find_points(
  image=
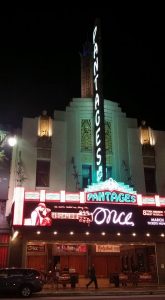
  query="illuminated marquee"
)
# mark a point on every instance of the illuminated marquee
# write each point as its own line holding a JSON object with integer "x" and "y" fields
{"x": 114, "y": 196}
{"x": 103, "y": 215}
{"x": 98, "y": 111}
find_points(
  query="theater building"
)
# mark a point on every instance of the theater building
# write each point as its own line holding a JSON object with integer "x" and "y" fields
{"x": 72, "y": 200}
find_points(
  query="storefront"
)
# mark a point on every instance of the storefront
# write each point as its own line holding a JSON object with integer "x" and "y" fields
{"x": 107, "y": 224}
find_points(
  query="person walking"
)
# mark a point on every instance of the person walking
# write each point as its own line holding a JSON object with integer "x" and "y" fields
{"x": 92, "y": 276}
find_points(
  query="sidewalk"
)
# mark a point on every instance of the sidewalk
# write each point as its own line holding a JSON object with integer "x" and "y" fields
{"x": 106, "y": 291}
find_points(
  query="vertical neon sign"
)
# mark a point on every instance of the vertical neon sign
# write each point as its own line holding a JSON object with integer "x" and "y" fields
{"x": 100, "y": 160}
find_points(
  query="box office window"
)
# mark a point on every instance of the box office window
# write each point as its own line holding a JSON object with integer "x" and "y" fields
{"x": 86, "y": 175}
{"x": 150, "y": 180}
{"x": 42, "y": 173}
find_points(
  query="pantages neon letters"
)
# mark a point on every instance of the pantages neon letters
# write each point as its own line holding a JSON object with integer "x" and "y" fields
{"x": 97, "y": 109}
{"x": 114, "y": 196}
{"x": 104, "y": 215}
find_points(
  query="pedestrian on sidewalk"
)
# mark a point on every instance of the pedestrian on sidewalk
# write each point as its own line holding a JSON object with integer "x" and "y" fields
{"x": 92, "y": 276}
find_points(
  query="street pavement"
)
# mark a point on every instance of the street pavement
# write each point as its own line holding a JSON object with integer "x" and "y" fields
{"x": 111, "y": 291}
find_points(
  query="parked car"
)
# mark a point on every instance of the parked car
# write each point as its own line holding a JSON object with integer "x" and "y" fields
{"x": 23, "y": 281}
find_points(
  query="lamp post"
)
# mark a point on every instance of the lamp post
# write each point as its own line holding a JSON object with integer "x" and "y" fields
{"x": 6, "y": 139}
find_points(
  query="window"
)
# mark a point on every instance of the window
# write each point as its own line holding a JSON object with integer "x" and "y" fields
{"x": 86, "y": 175}
{"x": 42, "y": 173}
{"x": 150, "y": 181}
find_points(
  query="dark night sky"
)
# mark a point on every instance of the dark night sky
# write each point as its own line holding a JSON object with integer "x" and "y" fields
{"x": 40, "y": 62}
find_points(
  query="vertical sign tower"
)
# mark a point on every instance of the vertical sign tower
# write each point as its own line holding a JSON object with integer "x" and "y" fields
{"x": 99, "y": 129}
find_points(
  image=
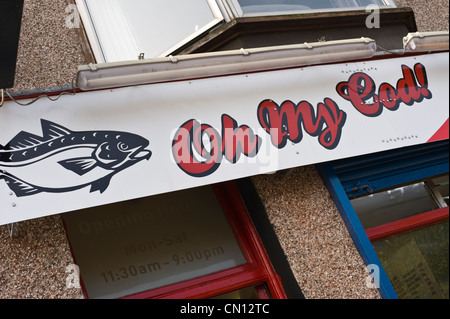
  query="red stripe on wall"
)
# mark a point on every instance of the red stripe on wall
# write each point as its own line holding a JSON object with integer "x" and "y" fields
{"x": 441, "y": 134}
{"x": 407, "y": 224}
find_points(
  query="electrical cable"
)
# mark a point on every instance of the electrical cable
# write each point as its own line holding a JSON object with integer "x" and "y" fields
{"x": 38, "y": 97}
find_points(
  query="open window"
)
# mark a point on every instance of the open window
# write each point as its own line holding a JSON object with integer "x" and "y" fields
{"x": 120, "y": 30}
{"x": 195, "y": 243}
{"x": 271, "y": 7}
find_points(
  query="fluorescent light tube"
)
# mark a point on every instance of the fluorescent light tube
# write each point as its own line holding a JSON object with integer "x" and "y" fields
{"x": 426, "y": 41}
{"x": 109, "y": 75}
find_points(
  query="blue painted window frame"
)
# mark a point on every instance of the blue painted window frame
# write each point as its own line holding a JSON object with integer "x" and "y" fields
{"x": 417, "y": 162}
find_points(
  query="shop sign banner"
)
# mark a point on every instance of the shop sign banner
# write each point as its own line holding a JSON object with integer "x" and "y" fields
{"x": 107, "y": 146}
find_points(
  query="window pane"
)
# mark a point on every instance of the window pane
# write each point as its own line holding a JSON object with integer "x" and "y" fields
{"x": 148, "y": 243}
{"x": 251, "y": 6}
{"x": 394, "y": 204}
{"x": 149, "y": 27}
{"x": 417, "y": 262}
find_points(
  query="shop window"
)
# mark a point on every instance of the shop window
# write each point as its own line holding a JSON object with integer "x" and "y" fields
{"x": 395, "y": 205}
{"x": 408, "y": 228}
{"x": 195, "y": 243}
{"x": 120, "y": 30}
{"x": 252, "y": 6}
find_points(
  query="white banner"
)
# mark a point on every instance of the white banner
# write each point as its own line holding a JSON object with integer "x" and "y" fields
{"x": 107, "y": 146}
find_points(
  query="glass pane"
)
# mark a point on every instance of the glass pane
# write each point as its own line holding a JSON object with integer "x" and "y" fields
{"x": 149, "y": 27}
{"x": 147, "y": 243}
{"x": 394, "y": 204}
{"x": 417, "y": 262}
{"x": 251, "y": 6}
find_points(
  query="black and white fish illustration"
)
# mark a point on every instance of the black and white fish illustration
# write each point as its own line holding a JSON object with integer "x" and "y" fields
{"x": 63, "y": 160}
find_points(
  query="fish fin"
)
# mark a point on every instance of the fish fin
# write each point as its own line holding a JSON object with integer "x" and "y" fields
{"x": 24, "y": 140}
{"x": 81, "y": 165}
{"x": 101, "y": 184}
{"x": 52, "y": 130}
{"x": 18, "y": 186}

#####

## AIM OF THE EXERCISE
Copy the lines of the entries above that mention "letters".

## THE ANSWER
  query="pantages neon letters"
# mark a point on every instance of the pantages neon letters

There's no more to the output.